■ **What to work on**:
Within the material below, how many lines carry the word "cloud"? State only the number.

■ **Task inputs**:
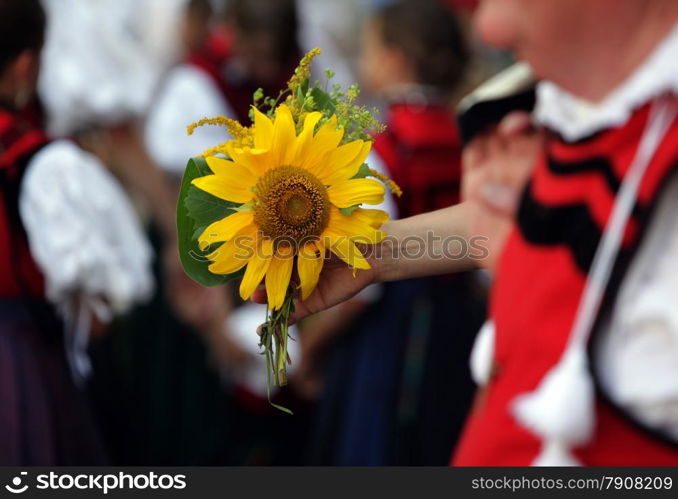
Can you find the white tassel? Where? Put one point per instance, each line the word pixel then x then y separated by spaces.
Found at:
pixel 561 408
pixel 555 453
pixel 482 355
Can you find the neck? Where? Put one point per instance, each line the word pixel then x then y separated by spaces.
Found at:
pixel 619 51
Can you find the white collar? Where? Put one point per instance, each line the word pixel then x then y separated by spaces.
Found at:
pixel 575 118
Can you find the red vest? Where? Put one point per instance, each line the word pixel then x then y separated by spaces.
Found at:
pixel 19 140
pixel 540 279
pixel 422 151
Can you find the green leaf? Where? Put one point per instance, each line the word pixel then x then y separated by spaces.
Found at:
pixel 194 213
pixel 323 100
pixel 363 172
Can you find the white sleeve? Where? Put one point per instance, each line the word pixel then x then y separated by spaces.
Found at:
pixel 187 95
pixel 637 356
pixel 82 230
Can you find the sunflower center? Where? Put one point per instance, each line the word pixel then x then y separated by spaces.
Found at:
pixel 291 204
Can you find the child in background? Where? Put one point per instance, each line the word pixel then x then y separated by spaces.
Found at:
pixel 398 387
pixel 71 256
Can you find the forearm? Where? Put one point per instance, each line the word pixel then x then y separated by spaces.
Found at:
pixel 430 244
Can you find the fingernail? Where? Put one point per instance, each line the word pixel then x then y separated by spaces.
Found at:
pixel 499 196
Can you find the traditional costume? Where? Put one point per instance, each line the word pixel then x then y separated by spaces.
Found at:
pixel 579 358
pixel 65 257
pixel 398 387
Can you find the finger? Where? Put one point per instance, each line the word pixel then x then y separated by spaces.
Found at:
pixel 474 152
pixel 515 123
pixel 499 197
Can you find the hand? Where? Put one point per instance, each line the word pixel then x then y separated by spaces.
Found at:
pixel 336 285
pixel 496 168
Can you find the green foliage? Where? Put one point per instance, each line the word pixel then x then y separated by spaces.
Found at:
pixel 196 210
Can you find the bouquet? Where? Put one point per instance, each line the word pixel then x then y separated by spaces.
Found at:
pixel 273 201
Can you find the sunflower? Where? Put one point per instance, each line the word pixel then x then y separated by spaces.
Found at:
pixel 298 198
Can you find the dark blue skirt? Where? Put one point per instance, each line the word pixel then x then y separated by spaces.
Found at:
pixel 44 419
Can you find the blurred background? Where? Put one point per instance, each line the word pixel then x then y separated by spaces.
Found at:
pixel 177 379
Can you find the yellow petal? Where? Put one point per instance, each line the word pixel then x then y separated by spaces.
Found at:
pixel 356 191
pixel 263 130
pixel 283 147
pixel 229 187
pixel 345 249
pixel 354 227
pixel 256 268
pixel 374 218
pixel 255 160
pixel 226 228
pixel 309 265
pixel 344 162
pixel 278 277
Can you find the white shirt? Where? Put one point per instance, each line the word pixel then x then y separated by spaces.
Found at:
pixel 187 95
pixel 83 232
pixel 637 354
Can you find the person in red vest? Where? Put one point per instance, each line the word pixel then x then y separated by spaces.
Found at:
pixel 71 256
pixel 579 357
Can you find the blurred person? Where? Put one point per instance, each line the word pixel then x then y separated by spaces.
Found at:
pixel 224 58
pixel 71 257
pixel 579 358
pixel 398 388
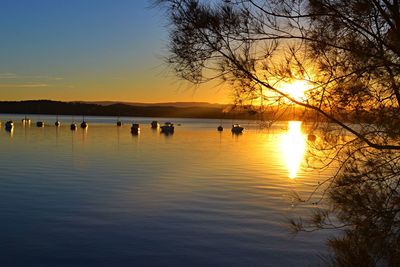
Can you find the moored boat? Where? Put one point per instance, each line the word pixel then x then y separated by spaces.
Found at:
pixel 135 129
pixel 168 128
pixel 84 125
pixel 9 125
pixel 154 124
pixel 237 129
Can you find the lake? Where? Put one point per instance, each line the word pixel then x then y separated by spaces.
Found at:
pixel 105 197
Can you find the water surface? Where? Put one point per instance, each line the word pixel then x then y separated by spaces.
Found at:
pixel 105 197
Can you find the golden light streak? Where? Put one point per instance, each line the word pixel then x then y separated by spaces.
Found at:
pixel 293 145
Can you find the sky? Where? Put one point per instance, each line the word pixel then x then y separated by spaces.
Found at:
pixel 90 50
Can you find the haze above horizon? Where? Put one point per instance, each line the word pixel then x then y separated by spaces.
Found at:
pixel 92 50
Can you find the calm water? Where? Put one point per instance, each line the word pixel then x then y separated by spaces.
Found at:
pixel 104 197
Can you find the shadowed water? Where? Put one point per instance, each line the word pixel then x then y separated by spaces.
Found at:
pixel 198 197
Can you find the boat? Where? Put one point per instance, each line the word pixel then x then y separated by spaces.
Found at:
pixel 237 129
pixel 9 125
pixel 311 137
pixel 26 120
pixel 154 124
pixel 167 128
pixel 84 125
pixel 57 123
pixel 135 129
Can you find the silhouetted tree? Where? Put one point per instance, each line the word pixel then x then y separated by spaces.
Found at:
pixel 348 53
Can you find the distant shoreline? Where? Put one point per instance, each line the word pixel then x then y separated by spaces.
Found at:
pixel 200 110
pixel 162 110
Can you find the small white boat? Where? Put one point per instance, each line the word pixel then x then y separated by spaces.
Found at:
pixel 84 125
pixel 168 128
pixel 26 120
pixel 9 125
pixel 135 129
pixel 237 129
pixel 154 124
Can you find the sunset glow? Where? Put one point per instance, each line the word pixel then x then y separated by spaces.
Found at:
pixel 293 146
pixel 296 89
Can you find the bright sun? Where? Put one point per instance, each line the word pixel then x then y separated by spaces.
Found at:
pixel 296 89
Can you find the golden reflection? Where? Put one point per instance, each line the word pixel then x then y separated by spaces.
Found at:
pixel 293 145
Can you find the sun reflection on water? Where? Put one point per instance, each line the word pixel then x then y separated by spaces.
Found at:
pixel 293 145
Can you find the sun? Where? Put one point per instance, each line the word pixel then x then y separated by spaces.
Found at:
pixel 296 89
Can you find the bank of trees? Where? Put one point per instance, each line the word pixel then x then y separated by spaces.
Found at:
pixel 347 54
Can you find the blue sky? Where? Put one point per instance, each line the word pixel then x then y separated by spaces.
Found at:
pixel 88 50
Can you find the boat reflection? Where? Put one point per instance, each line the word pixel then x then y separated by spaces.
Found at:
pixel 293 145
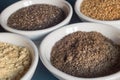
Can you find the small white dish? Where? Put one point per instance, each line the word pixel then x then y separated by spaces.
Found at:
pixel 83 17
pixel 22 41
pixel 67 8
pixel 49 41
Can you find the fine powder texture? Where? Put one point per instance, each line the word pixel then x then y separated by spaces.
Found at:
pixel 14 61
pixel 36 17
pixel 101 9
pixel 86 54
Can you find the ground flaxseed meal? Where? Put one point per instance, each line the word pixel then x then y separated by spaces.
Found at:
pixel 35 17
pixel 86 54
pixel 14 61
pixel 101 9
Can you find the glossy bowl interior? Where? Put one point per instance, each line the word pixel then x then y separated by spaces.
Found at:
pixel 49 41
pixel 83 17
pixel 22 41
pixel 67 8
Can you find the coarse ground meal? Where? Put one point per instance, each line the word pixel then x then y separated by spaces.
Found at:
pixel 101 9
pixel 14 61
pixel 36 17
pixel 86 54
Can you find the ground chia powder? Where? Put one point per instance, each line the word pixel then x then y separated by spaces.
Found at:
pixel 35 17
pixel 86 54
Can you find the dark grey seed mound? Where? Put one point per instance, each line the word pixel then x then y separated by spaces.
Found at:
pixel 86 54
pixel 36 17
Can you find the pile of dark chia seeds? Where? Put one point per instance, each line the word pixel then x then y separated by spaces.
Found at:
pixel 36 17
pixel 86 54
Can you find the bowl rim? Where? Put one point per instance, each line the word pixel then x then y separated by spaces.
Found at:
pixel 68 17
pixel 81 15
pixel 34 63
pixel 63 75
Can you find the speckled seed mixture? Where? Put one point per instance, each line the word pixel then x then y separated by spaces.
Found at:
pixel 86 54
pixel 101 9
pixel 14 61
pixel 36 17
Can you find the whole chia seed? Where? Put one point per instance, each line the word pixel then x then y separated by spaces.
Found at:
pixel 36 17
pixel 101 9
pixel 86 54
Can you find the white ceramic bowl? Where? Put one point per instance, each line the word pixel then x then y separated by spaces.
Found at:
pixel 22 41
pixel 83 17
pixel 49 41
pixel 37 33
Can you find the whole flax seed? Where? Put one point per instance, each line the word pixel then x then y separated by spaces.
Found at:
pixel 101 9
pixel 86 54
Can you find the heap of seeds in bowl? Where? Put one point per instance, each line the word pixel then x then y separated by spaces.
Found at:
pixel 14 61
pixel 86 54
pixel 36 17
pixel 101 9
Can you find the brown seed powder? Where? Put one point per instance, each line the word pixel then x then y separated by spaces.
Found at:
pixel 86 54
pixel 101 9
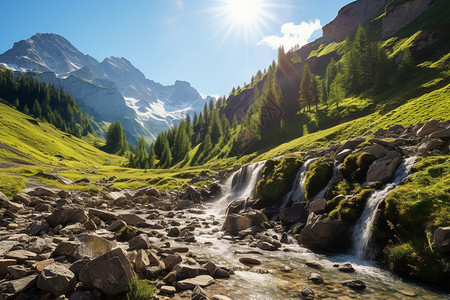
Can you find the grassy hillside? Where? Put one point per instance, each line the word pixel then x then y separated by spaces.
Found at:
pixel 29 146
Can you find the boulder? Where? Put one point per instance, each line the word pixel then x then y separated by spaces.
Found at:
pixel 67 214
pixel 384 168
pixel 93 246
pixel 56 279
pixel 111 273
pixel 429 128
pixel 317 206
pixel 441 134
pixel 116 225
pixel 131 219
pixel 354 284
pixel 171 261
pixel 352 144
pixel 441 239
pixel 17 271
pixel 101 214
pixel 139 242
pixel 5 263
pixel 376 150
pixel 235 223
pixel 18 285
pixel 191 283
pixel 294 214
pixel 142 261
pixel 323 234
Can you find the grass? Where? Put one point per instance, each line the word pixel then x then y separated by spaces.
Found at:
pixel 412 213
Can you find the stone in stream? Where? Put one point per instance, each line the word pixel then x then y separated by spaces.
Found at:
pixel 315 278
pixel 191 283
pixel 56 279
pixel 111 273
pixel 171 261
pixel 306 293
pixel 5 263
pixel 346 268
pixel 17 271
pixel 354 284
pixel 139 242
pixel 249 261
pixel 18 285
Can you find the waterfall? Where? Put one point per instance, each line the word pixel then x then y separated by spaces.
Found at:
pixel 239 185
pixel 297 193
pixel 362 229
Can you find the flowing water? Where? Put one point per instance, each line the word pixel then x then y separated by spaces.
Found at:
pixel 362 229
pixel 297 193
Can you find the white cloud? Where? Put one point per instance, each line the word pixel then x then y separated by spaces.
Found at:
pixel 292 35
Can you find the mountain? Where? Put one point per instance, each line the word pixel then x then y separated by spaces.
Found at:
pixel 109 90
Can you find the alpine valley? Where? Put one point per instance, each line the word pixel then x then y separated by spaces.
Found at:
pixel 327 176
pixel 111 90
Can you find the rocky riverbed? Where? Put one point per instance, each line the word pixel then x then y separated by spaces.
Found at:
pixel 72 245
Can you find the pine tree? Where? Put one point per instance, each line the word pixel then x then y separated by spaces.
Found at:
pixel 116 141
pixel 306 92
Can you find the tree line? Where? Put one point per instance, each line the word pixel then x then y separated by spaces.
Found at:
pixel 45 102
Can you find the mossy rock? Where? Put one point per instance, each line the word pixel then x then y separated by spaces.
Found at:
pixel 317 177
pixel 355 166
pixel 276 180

...

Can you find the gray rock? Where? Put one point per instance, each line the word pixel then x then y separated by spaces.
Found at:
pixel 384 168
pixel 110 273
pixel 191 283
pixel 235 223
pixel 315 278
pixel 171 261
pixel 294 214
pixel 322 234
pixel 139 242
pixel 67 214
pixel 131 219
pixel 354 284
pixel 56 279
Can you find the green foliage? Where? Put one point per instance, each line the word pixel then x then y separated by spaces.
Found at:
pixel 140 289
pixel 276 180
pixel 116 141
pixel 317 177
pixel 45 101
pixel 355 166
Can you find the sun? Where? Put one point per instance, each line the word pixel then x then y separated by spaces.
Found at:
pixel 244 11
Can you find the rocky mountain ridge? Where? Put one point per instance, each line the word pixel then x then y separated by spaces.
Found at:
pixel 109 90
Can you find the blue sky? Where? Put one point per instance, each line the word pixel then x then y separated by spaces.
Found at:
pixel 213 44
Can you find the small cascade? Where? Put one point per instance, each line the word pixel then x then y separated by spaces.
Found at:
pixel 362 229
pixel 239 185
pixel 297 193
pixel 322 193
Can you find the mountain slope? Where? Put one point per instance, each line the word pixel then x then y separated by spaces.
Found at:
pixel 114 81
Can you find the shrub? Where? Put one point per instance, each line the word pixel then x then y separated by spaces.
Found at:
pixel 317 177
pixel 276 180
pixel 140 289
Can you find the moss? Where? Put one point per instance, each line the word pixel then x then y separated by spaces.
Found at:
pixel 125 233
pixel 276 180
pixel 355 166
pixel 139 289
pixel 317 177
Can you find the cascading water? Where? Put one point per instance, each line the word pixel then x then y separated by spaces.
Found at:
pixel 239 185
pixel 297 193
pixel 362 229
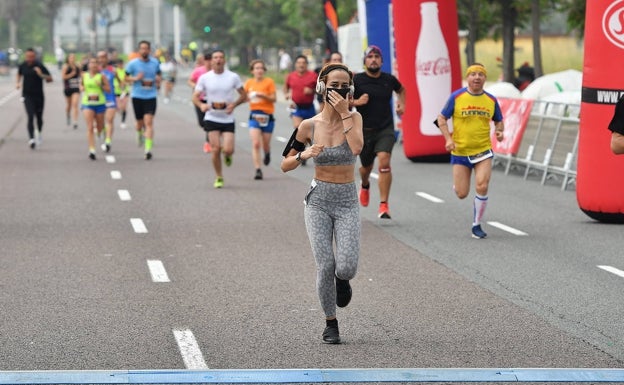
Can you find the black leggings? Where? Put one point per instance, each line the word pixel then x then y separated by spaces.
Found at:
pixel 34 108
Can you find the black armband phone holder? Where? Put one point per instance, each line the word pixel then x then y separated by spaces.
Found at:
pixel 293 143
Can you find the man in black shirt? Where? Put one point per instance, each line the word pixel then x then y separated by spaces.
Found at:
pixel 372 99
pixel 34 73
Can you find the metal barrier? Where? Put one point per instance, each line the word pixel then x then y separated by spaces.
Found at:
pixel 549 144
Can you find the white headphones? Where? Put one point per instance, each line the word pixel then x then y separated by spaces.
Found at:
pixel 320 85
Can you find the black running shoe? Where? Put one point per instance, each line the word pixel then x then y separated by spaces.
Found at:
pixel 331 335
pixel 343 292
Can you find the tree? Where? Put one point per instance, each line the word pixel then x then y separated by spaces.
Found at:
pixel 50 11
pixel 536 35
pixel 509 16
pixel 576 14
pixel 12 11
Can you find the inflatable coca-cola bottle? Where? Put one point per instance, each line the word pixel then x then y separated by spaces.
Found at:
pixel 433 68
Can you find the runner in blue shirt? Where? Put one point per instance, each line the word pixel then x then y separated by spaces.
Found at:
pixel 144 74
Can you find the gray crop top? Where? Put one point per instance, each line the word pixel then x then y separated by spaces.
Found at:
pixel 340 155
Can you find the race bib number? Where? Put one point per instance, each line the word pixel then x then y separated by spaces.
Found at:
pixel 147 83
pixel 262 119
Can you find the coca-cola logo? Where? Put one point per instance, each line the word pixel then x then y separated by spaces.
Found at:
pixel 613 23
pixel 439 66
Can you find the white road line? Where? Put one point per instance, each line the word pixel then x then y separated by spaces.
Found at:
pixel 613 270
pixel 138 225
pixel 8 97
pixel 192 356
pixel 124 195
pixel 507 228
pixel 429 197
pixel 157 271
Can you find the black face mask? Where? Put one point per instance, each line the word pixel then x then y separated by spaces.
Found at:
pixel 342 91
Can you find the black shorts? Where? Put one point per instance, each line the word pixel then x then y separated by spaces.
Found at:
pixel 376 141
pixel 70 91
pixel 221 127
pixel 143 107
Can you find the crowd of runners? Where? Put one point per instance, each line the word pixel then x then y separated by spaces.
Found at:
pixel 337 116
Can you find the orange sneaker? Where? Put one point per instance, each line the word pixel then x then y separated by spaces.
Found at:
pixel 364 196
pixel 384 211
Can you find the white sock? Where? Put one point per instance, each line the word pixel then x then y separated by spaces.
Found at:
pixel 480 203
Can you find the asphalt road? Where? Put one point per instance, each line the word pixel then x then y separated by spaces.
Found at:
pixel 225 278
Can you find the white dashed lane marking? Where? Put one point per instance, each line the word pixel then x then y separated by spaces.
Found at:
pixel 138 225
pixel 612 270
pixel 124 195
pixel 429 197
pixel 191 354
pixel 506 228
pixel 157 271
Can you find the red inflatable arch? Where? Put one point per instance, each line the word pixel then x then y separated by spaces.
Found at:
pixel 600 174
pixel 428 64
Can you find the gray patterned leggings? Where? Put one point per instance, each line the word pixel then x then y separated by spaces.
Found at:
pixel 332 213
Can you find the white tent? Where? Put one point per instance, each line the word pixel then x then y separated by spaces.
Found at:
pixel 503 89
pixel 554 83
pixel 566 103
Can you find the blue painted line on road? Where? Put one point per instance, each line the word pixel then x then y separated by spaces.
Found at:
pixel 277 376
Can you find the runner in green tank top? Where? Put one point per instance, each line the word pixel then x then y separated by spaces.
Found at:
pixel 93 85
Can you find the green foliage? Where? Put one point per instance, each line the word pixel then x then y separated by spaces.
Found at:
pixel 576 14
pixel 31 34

--

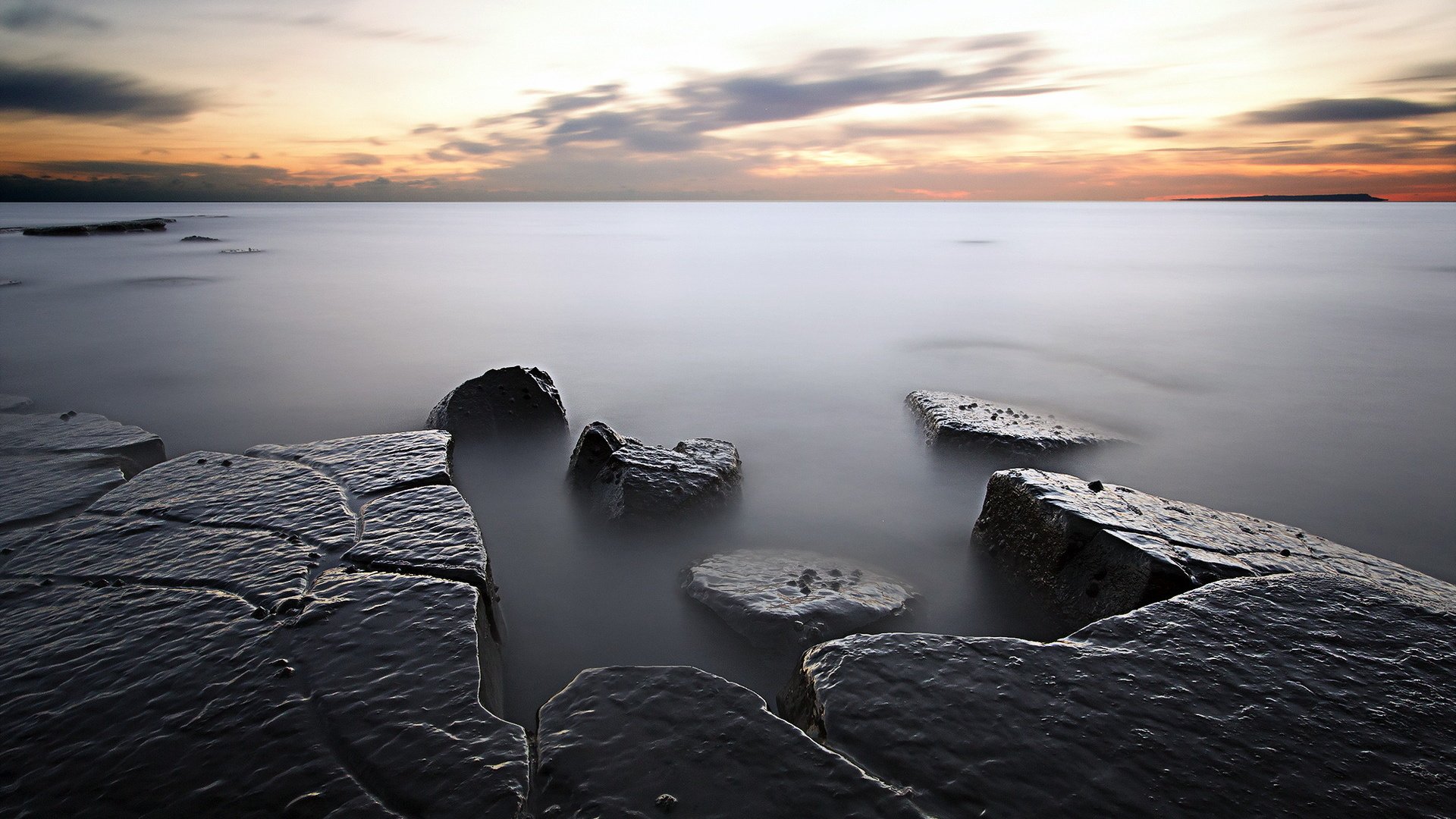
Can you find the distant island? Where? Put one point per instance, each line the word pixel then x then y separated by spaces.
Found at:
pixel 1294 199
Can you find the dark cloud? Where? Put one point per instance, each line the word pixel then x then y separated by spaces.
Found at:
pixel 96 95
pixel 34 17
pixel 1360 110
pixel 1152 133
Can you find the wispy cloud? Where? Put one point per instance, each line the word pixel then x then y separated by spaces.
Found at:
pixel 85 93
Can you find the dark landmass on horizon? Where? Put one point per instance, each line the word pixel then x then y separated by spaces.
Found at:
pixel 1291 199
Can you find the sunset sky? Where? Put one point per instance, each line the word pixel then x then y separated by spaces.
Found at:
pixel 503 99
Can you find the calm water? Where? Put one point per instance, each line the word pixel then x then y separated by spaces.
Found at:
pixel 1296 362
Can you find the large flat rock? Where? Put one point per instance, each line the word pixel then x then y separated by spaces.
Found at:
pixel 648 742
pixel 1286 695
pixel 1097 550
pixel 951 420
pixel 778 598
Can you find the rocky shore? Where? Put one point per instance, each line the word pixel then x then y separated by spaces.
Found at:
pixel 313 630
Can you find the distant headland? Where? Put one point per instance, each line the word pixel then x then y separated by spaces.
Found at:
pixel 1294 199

■ **Result of the exercise**:
3